Task set »
[A] In the tokenization excerpt, explain why allowing token merges over tabs and spaces is especially important when generating full lines of code.
[B] According to the tokenization excerpt, how many tokens in the 16,384-token vocabulary consisted of characters from various languages?

**** Excerpt

The main part of the Full Line Code Completion is the model that is used to generate code suggestions. In our approach, the way to obtain the final model has several steps, including tokenization, constructing training examples, training the Transformer-based model, and then quantizing it.

III-C1 Tokenization

In FLCC, we use Transformer-based models for the source code, so we chose to use the byte-pair encoding (BPE) [30] as a standard approach for such models [14, 15, 24].

Character-pair encoding. The traditional BPE is supposed to be used for bytes directly, so it is applicable to all languages if we choose an encoding like UTF-8. However, we decided to use character-pair encoding with slight modifications. Compared to natural language texts, source code primarily consists of common statements or sequences of more than one token [50]. Some good examples of such recurring “idioms” in Python are the following:

  • for i in range(

  • return True

  • if __name__ == "__main__":

Thus, in our approach, we implement character-pair encoding on top of the YouTokenToMe (YTTM) library [51], allowing to merge pairs over tabs and spaces but forbidding merges over the newline (\n). This approach allows us to create better representations of the lines in the source code and compress it more efficiently. This becomes significantly important when generating full lines of code because a full line then requires fewer tokens, hence leading to less computational time spent on executing the model. A similar approach is used by Meta Research for the Incoder model [27].

Insight 4: To compress the code better, we can augment the default byte-pair encoding to be character-pair, as well as allow the merging of tokens over the spaces and tabs. This way, recurring idioms become single tokens and can be generated more easily.

We chose the vocabulary size of 16,384 tokens because it allows for a decent model quality while maintaining an acceptable memory footprint: for our sizes of models, a significant part of the model’s weights depends on the vocabulary size.

Cleaning vocabulary. After the initial experiments with tokenization, we observed an important peculiarity of the obtained tokens that had to be dealt with. For a vocabulary of 16,384 tokens, as many as 800 tokens consisted of characters from various languages, mostly Chinese, but also Japanese, Korean, Arabic, and others. Since there are no comments in the dataset, these characters came from string literals and are not suited for code generation. This observation led us to force only ASCII symbols to be used for the vocabulary while leaving other symbols as <UNK> tokens and merging sequences of them into a single <UNK> token.

Insight 5: Even without the comments, raw code also contains characters that can hinder the model’s ability to suggest proper tokens. To combat this, we focused on the ASCII symbols.

III-C2 Constructing training examples

We construct each training example as follows. Firstly, we sample a file from the train set. Then, we concatenate file extension, <LANG_SEP_CHAR>, file path, <METAINFO_SEP_CHAR>, and the part of the code above caret, such that the total amount of tokens in the combined three parts fits the maximum context size of the model. This way, the meta information is always present in the context given to the model, like a header.

********
**** Source data

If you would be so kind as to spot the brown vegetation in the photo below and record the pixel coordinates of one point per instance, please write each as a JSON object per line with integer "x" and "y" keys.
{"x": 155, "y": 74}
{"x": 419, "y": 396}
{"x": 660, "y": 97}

********

Answers below »
[A] Merging over tabs and spaces turns recurring code idioms into single tokens. This gives better representations of lines and compresses the code more efficiently. A full line then needs fewer tokens, so less computational time is spent running the model.

[B] As many as 800 tokens.